USP: Médicos divergem a respeito do uso de drogas

Estudo mostra que não há consenso entre a classe médica sobre o que pode ser considerado 'droga' e quais sintomas indicam uma patologia

qua, 22/12/2004 - 19h50 | Do Portal do Governo

O debate público a respeito do uso de drogas atualmente se prende à opinião médica e camufla controvérsias. Essa é a conclusão de uma pesquisa, realizada na Faculdade de Filosofia, Letras e Ciências Sociais (FFLCH) da USP, que analisou as características dos discursos presentes nessa discussão. O antropólogo Maurício Fiore concluiu que a classe médica está longe de atingir um consenso, com relação a recomendações e conceitos, e que a mídia não é o espaço de opiniões e conhecimentos múltiplos que afirma ser.

DADOS APRESENTADOS -

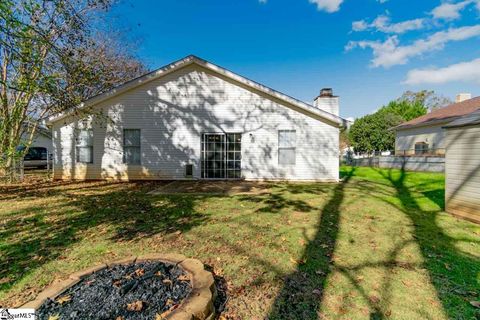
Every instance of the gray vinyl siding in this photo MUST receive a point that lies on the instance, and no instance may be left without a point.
(463, 172)
(173, 112)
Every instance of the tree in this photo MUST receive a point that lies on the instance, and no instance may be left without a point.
(50, 60)
(407, 110)
(373, 132)
(426, 98)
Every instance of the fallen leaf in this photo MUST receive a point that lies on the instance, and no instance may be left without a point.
(184, 277)
(135, 306)
(320, 272)
(140, 272)
(64, 299)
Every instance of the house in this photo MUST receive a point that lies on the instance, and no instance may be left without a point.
(425, 134)
(462, 167)
(195, 120)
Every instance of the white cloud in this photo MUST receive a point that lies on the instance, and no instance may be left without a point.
(383, 24)
(327, 5)
(451, 11)
(390, 53)
(361, 25)
(465, 71)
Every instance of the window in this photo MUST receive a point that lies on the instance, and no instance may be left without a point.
(85, 146)
(189, 170)
(234, 155)
(36, 153)
(131, 146)
(287, 140)
(421, 148)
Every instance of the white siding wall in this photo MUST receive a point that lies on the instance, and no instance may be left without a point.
(463, 172)
(433, 135)
(174, 111)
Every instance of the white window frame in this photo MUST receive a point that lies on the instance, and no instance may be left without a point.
(79, 145)
(124, 160)
(292, 147)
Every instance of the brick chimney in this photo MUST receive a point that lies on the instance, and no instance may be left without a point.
(462, 97)
(326, 101)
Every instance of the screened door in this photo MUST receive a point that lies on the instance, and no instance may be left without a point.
(221, 155)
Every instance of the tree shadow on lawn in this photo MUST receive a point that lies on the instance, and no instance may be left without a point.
(35, 236)
(453, 273)
(303, 290)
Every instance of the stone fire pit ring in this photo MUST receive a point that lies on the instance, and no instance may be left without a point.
(198, 305)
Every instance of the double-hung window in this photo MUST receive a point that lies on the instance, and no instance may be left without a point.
(421, 148)
(131, 146)
(84, 147)
(287, 141)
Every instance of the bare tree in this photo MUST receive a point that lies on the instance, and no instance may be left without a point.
(51, 59)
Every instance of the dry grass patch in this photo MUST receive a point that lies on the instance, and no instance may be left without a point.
(377, 246)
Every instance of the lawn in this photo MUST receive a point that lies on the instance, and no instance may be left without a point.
(376, 246)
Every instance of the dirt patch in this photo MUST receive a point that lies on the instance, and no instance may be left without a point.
(136, 291)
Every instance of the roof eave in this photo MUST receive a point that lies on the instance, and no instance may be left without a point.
(336, 120)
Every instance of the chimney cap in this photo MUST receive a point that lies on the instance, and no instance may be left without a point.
(326, 92)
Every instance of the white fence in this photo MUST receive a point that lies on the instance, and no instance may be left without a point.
(428, 164)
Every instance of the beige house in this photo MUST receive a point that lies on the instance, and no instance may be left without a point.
(195, 120)
(462, 167)
(425, 135)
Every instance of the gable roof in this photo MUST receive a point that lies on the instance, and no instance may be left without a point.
(468, 120)
(191, 59)
(443, 115)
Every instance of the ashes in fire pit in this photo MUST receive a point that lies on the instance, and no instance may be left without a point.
(145, 290)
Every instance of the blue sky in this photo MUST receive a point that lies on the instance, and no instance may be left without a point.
(368, 51)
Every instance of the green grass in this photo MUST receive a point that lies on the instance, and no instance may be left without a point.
(376, 246)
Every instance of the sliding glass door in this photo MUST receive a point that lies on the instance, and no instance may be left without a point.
(221, 155)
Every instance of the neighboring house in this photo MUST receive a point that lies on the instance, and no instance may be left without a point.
(195, 120)
(462, 167)
(425, 134)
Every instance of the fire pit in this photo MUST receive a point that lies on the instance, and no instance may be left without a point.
(148, 287)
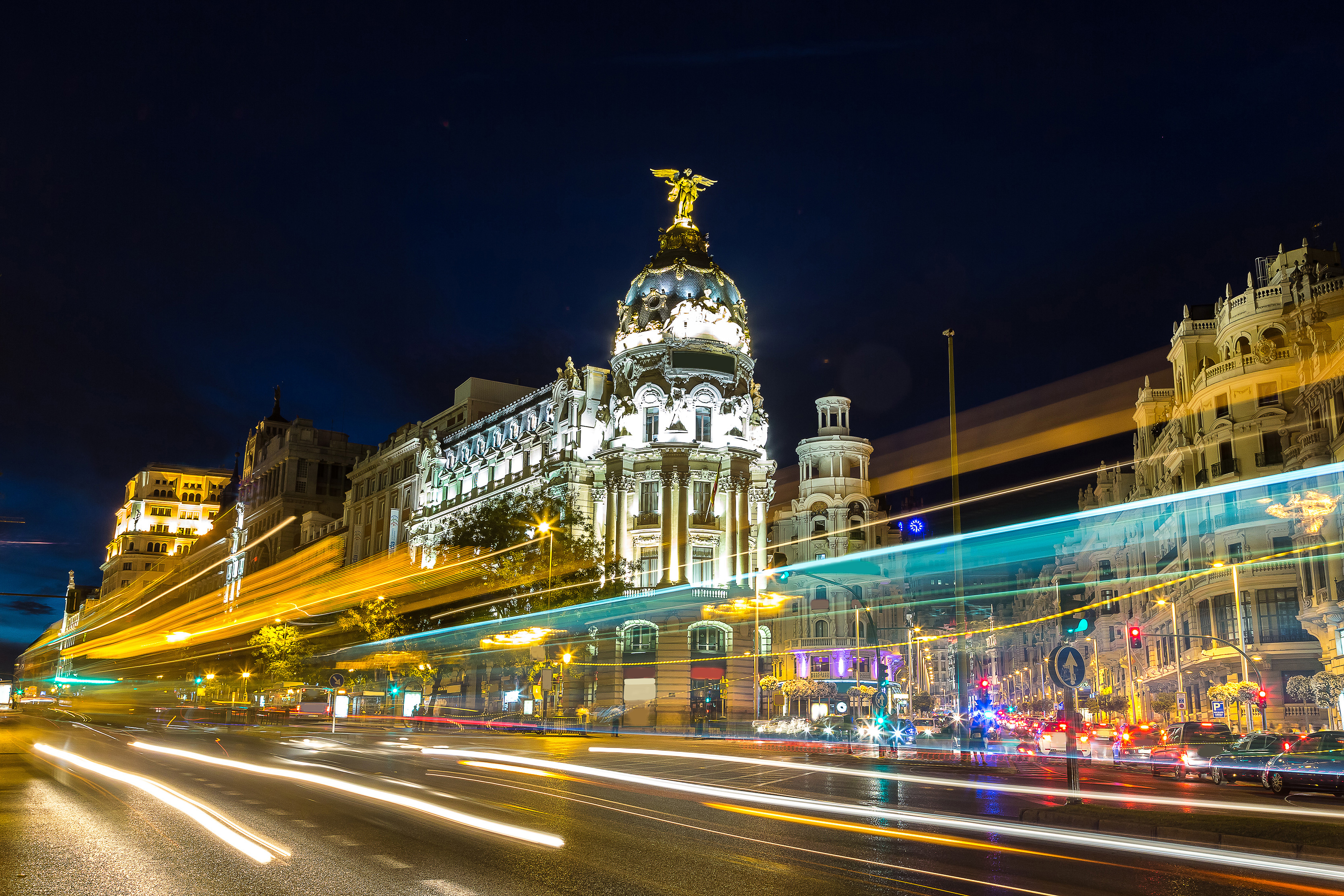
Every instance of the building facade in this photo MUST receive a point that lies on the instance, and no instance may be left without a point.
(291, 468)
(166, 508)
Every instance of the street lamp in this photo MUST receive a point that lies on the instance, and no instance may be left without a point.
(545, 528)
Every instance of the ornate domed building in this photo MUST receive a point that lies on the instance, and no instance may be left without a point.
(664, 452)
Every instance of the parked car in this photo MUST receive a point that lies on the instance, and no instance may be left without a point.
(1315, 762)
(1136, 743)
(835, 729)
(1188, 747)
(1246, 759)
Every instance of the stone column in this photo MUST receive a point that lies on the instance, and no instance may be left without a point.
(609, 535)
(730, 532)
(744, 546)
(666, 520)
(619, 497)
(683, 557)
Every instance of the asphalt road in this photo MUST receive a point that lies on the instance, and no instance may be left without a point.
(77, 830)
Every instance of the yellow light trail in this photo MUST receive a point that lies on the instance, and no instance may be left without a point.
(370, 793)
(937, 840)
(247, 843)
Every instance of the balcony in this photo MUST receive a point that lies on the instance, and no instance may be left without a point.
(1286, 637)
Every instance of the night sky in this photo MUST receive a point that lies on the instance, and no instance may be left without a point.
(369, 205)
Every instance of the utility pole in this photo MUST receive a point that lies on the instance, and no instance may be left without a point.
(960, 654)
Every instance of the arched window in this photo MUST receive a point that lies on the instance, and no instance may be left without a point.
(639, 636)
(710, 637)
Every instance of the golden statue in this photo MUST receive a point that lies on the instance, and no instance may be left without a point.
(686, 190)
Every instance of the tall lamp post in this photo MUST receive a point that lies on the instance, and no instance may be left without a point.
(545, 528)
(960, 655)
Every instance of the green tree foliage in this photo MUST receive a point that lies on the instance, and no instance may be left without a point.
(559, 569)
(376, 620)
(280, 652)
(1163, 705)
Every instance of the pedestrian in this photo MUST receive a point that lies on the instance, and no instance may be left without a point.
(978, 743)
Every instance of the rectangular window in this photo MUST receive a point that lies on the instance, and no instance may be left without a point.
(648, 497)
(648, 567)
(702, 425)
(701, 500)
(702, 565)
(1278, 616)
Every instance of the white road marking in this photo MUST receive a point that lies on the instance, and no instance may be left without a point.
(389, 861)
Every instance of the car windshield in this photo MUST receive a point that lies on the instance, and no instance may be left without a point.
(1209, 738)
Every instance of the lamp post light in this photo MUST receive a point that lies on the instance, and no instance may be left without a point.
(545, 528)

DETALHES DO EXERCÍCIO -
Liste, sem repetir, todos os nomes próprios que aparecem no texto selecionado. Os dados são um material à parte, independente do texto selecionado.

RESPOSTA DA TAREFA -
- USP
- Portal do Governo
- Faculdade de Filosofia, Letras e Ciências Sociais (FFLCH)
- Maurício Fiore